Repeat every entry exactly as it appears.

··· EXERCISE INPUTS

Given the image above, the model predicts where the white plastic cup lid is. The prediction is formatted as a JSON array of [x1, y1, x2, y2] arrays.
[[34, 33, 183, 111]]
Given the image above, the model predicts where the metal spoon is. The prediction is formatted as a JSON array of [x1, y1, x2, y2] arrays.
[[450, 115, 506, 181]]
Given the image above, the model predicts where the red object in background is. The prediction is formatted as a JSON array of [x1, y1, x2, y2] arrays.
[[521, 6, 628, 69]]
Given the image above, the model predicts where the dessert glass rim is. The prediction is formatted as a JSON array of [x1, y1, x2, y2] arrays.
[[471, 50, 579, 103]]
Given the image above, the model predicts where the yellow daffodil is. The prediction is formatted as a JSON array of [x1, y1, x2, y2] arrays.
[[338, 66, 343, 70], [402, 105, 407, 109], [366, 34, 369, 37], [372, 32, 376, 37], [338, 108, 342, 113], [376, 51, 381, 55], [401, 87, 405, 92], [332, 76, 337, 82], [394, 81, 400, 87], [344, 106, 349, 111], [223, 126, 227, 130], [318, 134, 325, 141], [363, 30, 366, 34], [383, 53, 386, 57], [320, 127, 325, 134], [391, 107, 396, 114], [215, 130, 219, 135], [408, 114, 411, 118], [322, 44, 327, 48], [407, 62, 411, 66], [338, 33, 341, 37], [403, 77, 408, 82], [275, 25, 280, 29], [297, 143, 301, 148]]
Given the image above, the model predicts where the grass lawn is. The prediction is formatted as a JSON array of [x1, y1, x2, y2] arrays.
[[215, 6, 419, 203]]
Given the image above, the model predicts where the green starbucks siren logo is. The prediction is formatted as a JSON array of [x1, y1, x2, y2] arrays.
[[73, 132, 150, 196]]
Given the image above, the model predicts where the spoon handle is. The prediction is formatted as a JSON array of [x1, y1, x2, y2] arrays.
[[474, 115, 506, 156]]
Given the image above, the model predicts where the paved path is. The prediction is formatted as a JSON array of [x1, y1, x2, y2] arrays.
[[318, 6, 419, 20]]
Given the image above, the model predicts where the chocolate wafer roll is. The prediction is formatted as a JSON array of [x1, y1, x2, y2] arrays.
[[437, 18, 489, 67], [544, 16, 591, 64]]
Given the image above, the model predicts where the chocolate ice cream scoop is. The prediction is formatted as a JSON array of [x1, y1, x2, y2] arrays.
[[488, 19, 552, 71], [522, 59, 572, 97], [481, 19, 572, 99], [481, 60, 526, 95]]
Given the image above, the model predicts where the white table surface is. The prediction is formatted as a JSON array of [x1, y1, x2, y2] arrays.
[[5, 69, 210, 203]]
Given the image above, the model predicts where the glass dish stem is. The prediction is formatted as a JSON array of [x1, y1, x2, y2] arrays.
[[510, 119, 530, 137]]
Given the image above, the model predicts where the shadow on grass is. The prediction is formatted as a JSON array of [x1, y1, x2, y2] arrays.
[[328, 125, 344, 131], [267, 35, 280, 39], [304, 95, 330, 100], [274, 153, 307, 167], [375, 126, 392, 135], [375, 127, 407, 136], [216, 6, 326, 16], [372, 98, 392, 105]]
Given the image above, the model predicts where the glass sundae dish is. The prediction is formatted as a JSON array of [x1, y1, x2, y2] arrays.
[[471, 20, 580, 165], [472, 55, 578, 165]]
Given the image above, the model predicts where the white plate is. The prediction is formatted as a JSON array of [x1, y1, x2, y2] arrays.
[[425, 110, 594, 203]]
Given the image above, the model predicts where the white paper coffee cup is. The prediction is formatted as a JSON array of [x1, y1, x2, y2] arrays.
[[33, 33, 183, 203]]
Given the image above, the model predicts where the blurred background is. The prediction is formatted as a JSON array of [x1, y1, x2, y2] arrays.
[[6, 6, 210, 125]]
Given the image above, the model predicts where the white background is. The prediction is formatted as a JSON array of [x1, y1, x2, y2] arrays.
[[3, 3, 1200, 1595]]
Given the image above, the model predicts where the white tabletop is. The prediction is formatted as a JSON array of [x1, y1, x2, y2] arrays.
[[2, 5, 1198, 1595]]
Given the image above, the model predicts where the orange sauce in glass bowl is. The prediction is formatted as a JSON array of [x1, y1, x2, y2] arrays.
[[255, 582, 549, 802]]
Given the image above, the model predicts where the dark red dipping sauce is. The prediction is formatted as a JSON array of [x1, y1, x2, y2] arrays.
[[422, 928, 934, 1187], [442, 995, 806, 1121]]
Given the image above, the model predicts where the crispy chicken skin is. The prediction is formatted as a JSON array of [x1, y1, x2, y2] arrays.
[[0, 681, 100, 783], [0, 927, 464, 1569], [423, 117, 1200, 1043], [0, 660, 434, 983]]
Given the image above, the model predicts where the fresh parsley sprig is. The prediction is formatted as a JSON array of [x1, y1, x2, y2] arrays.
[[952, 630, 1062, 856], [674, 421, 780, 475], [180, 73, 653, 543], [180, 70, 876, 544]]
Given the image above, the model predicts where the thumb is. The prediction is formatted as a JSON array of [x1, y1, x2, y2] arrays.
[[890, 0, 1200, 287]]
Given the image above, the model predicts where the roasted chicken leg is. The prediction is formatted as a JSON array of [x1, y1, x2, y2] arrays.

······

TASK SOLUTION ::
Given the image above, the model predicts where the white plastic cup lid is. The prediction is formatted as a JSON array of [x1, y1, x2, y2] arrays.
[[34, 33, 183, 111]]
Given the image above, the model predicts where the metal spoon is. The prediction is formatted as a JSON array of [x1, y1, x2, y2] arrays.
[[450, 115, 506, 181]]
Given the image above, the model predicts where the red object in background is. The prediction is formatted as a JSON array of [x1, y1, x2, y2] arrays.
[[521, 6, 628, 69]]
Given the image above, the model predicts where the dessert glass rim is. The prediction is formatted as a JSON array of [x1, y1, x2, y2] arrays.
[[471, 50, 579, 103]]
Given the image above, the model predicts where the yellow daffodil is. The prediction is formatted as a JSON array of [x1, y1, x2, y2] arrays.
[[338, 66, 343, 70], [402, 105, 407, 109], [366, 34, 369, 37], [372, 32, 376, 37], [338, 108, 342, 113], [376, 51, 381, 55], [401, 87, 405, 92], [332, 76, 337, 82], [394, 81, 400, 87], [344, 106, 349, 111], [223, 126, 227, 130], [318, 134, 325, 141], [363, 30, 366, 34], [383, 53, 386, 57], [320, 127, 325, 134], [391, 107, 396, 114], [215, 130, 219, 135], [408, 114, 411, 118], [322, 44, 327, 48], [407, 62, 411, 66], [338, 33, 341, 37], [403, 77, 408, 82], [275, 25, 280, 29], [297, 143, 301, 148]]
Given the image above, the model predicts where the grass lawn is. The prediction is formatted as a JSON array of [x1, y1, x2, y2] arrays.
[[215, 6, 419, 203]]
Given the image above, the model predicts where the green starbucks siren logo is. The prediction is formatted as a JSON array of [x1, y1, x2, y2] arrays.
[[73, 132, 150, 196]]
Given the image above, the model predicts where the spoon handle is. The prediction is formatted as a JSON array of [x1, y1, x2, y2] arrays.
[[474, 115, 506, 156]]
Given the image above, the model predicts where the paved path is. The prediction is formatted as a JSON array of [x1, y1, x2, y2] arrays.
[[318, 6, 419, 20]]
Given the image above, the model predicts where the chocolate wafer roll is. The prediction is formatted as a JSON array of [x1, y1, x2, y2] arrays.
[[437, 18, 489, 67], [544, 16, 591, 64]]
Given the image above, the model predicts where the chocolate ice cream scoop is. The prediction is formatted as a JSON array of [x1, y1, x2, y2] arrays.
[[488, 19, 552, 71], [522, 59, 572, 97], [481, 19, 572, 99], [481, 60, 526, 95]]
Given the image above, the model predicts where the white table surface is. The prediction is formatted as a JSON array of [x1, y1, x2, y2] arrays.
[[5, 69, 210, 203]]
Given the image above, the model predicts where the glass dish stem is. The prediction is formatted as a JSON array of [x1, y1, x2, y2] arrays.
[[510, 119, 530, 137]]
Given the image above, the model predicts where the shadow on grass is. The prediction is formatted as a JSON array of [x1, y1, x2, y2] arrays.
[[328, 125, 344, 131], [267, 35, 280, 39], [304, 95, 330, 100], [274, 153, 307, 167], [375, 126, 392, 135], [375, 127, 407, 136], [216, 6, 326, 16], [372, 98, 392, 105]]
Given the image above, the model predicts where the glass sundae dish is. The prediction is formatted as a JSON array of [x1, y1, x2, y2] arrays.
[[471, 20, 580, 165], [472, 55, 578, 165]]
Given the image above, the model predicts where the white plate is. The prediction is formatted as a JSON array of [x1, y1, x2, y2] arrays.
[[425, 110, 594, 203]]
Given the image above, the model predicts where the white paper coffee cup is. The prediction is formatted as a JSON array of [x1, y1, x2, y2] arrays.
[[33, 33, 183, 203]]
Given the image above, the model predicts where the blurred background is. The prediction is formatted as a JSON array of [x1, y1, x2, y2] arrays.
[[6, 6, 210, 125]]
Given the image above, the model predicts where the white background is. The prediction is formatted as a JSON array of [x1, y1, x2, y2] arrays.
[[3, 3, 1200, 1595]]
Given the image above, the model predicts where the white tabletop is. The prediction is formatted as a JSON array of [x1, y1, x2, y2] arrays.
[[2, 5, 1198, 1595]]
Given the image above, the model predicts where the orange sauce in glass bowl is. The prediction is formatted as a JSON array of [x1, y1, x2, y2] arrays.
[[255, 582, 549, 802]]
Given the image above, the model predicts where the dark red dipping sauce is. The prediction is formatted as a JSON array of [x1, y1, x2, y2] arrays.
[[422, 928, 934, 1187], [442, 995, 806, 1121]]
Given the image above, the model predicts where the crispy chicken skin is. The prediction is formatted as a JSON array of [x1, y1, x2, y2] arrays.
[[0, 681, 100, 783], [0, 927, 464, 1569], [423, 117, 1200, 1043], [0, 660, 434, 983]]
Given the image above, the model predicts where the fresh parsley sprig is. The prediction is formatted as a JSON array of [x1, y1, x2, y2] arrays.
[[952, 630, 1062, 856], [674, 421, 780, 475], [180, 73, 653, 543], [180, 70, 876, 544]]
Given the image above, the model predicts where the thumb is. The prediction is formatted as a JSON array of [x1, y1, x2, y2] arrays.
[[890, 0, 1200, 287]]
Given the image above, the model predicts where the roasted chicken leg is. The prediction is formatted as a JSON array of [x1, y1, x2, y2] arrays.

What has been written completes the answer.